Referring expression data

◇ ◇ ◇

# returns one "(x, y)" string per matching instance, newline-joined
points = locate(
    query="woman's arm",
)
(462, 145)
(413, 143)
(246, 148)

◇ ◇ ◇

▸ **Instructions to follow**
Reproduce the data shown above exactly, including every line.

▸ **Your solution**
# returns one "(x, y)" string per matching instance, newline-joined
points = locate(
    query="woman's arm",
)
(462, 145)
(413, 143)
(246, 148)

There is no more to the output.